● **What you are asked to do**
Report every line in the material below that contains the word "rider", and copy each one in full.

● **Exercise input**

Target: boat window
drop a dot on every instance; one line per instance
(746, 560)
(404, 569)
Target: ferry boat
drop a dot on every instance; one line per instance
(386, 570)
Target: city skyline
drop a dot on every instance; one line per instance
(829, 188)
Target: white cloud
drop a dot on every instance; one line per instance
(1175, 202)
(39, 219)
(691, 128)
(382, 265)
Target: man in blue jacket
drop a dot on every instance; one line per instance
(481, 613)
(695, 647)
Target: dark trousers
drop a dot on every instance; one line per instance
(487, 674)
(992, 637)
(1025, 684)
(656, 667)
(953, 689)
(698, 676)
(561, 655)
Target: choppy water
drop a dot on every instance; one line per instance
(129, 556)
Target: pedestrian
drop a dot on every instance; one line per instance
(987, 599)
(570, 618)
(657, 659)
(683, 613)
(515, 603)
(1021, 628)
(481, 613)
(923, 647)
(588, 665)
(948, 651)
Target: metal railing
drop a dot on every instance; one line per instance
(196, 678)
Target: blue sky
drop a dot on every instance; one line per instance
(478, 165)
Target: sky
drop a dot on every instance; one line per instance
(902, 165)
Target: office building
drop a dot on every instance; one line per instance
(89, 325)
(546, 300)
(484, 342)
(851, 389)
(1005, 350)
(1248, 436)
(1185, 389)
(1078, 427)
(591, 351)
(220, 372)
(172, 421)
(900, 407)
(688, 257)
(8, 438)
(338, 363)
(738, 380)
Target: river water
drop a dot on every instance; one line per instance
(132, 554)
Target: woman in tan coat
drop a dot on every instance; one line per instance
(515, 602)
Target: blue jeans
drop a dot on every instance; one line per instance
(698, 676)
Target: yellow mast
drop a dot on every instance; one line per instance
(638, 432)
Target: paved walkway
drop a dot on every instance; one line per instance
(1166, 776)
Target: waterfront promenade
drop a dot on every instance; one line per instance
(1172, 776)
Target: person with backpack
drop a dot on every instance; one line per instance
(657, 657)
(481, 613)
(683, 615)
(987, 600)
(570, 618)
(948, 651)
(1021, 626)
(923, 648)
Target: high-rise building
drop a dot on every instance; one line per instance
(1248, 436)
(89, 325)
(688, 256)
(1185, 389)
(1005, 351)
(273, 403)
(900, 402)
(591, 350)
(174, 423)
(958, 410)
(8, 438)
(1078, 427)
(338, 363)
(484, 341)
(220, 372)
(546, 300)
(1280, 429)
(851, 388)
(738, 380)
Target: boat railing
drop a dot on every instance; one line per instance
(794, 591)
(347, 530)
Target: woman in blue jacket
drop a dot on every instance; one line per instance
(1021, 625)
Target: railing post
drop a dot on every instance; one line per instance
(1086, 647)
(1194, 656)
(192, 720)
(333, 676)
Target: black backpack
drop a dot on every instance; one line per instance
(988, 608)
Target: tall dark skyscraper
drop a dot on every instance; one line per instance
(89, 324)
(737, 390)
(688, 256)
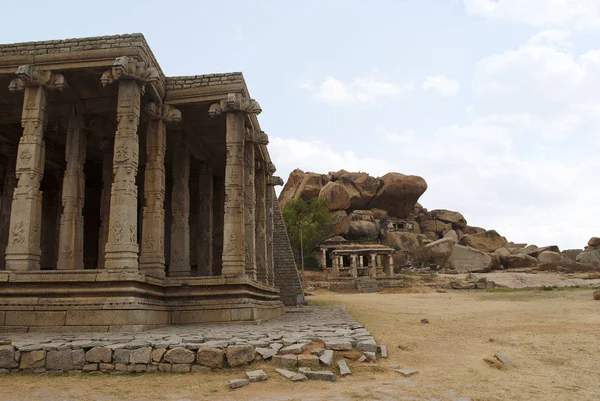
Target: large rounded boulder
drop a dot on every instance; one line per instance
(301, 185)
(336, 195)
(398, 194)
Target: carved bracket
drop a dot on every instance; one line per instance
(234, 103)
(30, 75)
(165, 112)
(129, 68)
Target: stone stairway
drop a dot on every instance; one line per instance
(366, 284)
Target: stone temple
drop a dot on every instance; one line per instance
(132, 200)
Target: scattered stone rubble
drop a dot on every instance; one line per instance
(198, 348)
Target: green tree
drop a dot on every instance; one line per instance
(307, 223)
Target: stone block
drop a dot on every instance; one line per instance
(164, 367)
(179, 355)
(343, 366)
(121, 355)
(180, 368)
(293, 349)
(33, 360)
(7, 357)
(98, 354)
(369, 346)
(325, 375)
(211, 357)
(157, 354)
(63, 359)
(286, 361)
(237, 383)
(256, 375)
(240, 354)
(141, 355)
(90, 367)
(308, 361)
(338, 345)
(327, 357)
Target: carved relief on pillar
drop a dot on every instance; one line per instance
(70, 243)
(235, 107)
(152, 259)
(205, 225)
(121, 250)
(272, 181)
(180, 208)
(23, 251)
(107, 155)
(249, 206)
(261, 221)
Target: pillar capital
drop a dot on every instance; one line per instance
(234, 103)
(129, 68)
(274, 180)
(163, 112)
(30, 75)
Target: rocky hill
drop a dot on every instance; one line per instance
(386, 209)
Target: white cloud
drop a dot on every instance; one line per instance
(576, 14)
(444, 85)
(362, 89)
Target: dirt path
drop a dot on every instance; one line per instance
(552, 336)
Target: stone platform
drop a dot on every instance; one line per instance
(184, 348)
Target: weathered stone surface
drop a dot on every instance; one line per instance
(338, 345)
(398, 194)
(465, 258)
(327, 357)
(32, 360)
(361, 229)
(308, 361)
(256, 375)
(293, 349)
(7, 357)
(64, 359)
(98, 354)
(240, 354)
(179, 355)
(286, 361)
(266, 353)
(157, 354)
(237, 383)
(487, 241)
(369, 345)
(211, 357)
(447, 216)
(141, 355)
(336, 195)
(343, 367)
(325, 375)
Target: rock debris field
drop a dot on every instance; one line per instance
(306, 343)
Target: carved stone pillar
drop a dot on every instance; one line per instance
(23, 251)
(353, 268)
(70, 238)
(272, 181)
(107, 155)
(249, 207)
(235, 108)
(205, 219)
(373, 265)
(152, 254)
(122, 249)
(9, 183)
(180, 209)
(390, 265)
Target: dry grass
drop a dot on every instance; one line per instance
(552, 336)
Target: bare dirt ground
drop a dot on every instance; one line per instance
(552, 336)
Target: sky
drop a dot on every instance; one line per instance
(495, 103)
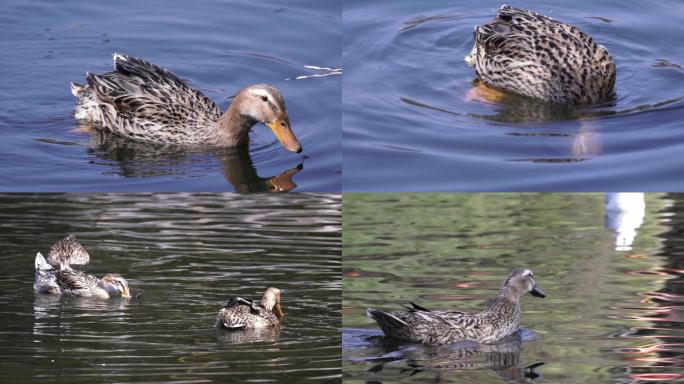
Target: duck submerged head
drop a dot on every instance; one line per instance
(521, 281)
(115, 286)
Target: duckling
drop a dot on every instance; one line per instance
(55, 276)
(534, 55)
(142, 101)
(501, 318)
(242, 313)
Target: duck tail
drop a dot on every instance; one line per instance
(41, 264)
(390, 324)
(76, 89)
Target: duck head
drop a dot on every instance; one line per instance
(520, 281)
(116, 285)
(271, 301)
(264, 103)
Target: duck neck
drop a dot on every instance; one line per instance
(268, 301)
(507, 296)
(233, 127)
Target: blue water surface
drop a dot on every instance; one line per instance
(218, 46)
(410, 125)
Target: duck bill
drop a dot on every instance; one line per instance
(278, 311)
(536, 292)
(281, 128)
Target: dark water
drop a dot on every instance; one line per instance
(406, 113)
(613, 279)
(219, 47)
(188, 254)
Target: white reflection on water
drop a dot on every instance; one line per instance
(624, 214)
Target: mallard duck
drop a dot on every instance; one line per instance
(242, 313)
(142, 101)
(68, 251)
(55, 276)
(501, 318)
(534, 55)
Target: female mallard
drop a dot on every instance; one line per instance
(142, 101)
(68, 251)
(55, 276)
(242, 313)
(500, 319)
(533, 55)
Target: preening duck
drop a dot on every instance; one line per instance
(523, 52)
(55, 276)
(499, 319)
(242, 313)
(142, 101)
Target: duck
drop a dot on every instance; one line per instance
(242, 313)
(142, 101)
(533, 55)
(500, 318)
(68, 251)
(55, 276)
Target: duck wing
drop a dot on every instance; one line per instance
(142, 100)
(68, 251)
(239, 313)
(70, 280)
(415, 307)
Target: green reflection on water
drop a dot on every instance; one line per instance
(453, 250)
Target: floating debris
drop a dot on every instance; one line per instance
(323, 72)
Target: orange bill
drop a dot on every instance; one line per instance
(281, 128)
(278, 311)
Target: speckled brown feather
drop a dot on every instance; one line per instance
(534, 55)
(500, 318)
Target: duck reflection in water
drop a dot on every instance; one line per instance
(502, 358)
(136, 159)
(585, 142)
(251, 335)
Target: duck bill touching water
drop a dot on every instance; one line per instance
(499, 319)
(523, 52)
(242, 313)
(142, 101)
(54, 275)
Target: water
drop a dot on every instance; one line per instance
(613, 279)
(187, 254)
(219, 47)
(405, 108)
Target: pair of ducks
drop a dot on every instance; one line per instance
(55, 276)
(520, 51)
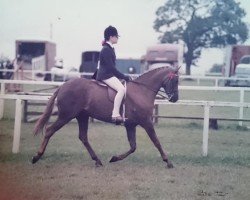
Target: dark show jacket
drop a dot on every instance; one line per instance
(107, 67)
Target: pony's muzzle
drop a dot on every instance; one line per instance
(174, 97)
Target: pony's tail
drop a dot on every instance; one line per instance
(46, 114)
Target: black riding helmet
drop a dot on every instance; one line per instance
(110, 31)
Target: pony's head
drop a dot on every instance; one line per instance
(170, 85)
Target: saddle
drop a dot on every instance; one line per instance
(111, 97)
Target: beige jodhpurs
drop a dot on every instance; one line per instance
(114, 83)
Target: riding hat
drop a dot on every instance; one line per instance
(110, 31)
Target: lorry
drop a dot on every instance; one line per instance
(236, 65)
(35, 56)
(163, 55)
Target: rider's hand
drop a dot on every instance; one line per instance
(128, 78)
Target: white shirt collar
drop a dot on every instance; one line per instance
(110, 44)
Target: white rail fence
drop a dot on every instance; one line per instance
(206, 104)
(241, 91)
(37, 63)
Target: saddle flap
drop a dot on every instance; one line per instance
(111, 91)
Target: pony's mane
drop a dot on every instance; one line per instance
(152, 70)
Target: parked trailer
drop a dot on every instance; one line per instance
(163, 55)
(36, 55)
(236, 56)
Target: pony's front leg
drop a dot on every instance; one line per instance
(131, 129)
(83, 136)
(152, 135)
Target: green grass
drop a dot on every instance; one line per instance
(67, 172)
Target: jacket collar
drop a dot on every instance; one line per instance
(109, 45)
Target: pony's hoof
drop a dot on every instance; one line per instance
(35, 159)
(98, 164)
(170, 165)
(114, 159)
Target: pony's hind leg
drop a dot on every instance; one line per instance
(59, 123)
(82, 120)
(131, 129)
(152, 135)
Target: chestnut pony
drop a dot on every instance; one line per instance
(83, 98)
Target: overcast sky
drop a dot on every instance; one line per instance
(77, 26)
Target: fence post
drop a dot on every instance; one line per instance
(17, 128)
(216, 82)
(205, 129)
(241, 110)
(2, 100)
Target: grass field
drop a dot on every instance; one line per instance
(66, 172)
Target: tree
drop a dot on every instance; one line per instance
(201, 24)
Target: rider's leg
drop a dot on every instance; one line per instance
(114, 83)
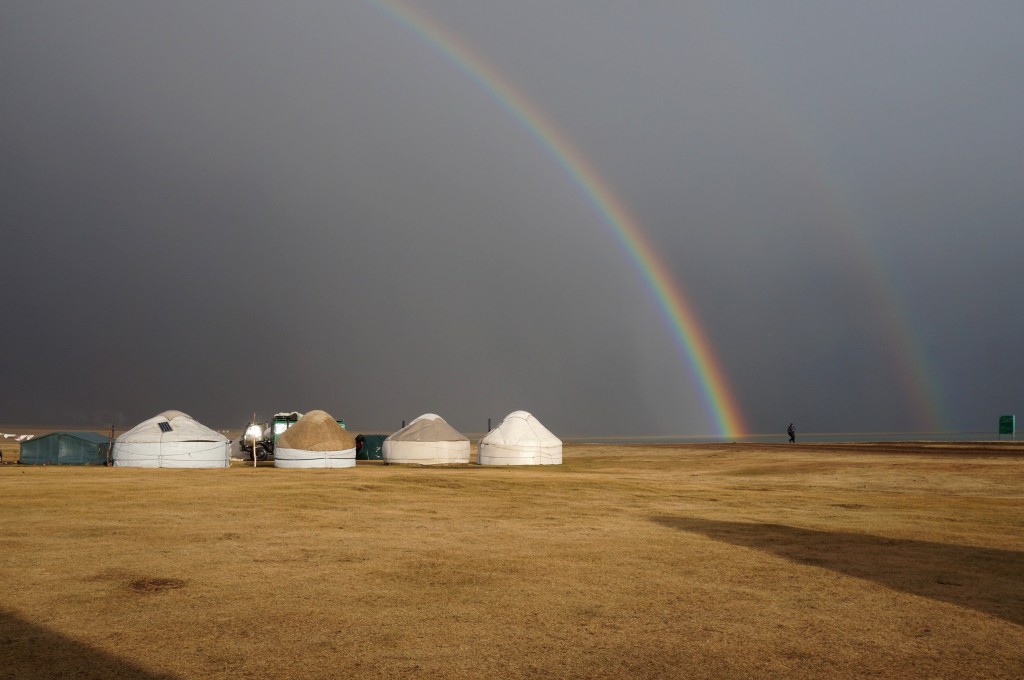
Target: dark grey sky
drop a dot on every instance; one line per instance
(238, 206)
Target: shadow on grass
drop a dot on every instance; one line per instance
(28, 650)
(986, 580)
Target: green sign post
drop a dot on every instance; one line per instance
(1008, 426)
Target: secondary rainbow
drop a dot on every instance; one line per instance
(692, 341)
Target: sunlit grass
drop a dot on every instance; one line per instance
(626, 561)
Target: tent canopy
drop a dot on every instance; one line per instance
(520, 439)
(171, 439)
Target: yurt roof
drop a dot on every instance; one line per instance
(520, 427)
(171, 426)
(428, 427)
(317, 430)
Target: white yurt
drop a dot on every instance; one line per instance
(519, 439)
(316, 440)
(171, 439)
(427, 440)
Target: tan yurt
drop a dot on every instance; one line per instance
(316, 440)
(519, 439)
(427, 440)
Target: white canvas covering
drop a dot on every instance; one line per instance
(171, 439)
(519, 439)
(427, 440)
(316, 440)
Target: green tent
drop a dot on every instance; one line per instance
(66, 449)
(372, 448)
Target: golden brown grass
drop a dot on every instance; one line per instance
(899, 560)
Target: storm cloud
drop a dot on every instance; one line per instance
(232, 207)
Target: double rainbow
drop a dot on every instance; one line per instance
(692, 341)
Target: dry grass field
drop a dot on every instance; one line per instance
(704, 561)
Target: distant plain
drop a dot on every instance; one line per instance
(628, 560)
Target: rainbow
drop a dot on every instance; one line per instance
(691, 340)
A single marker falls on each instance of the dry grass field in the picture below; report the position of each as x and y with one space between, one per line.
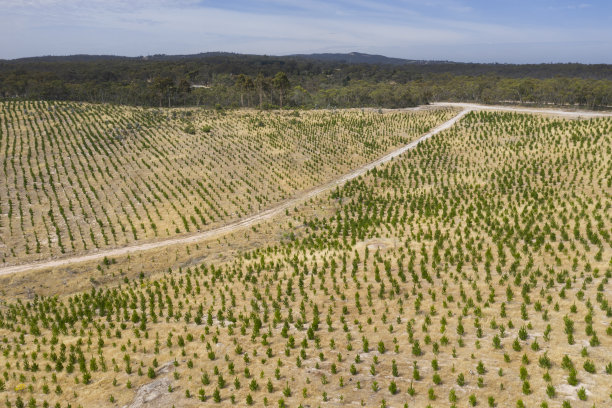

● **Exercise answer**
Target: rider's hand
Target: rider's leg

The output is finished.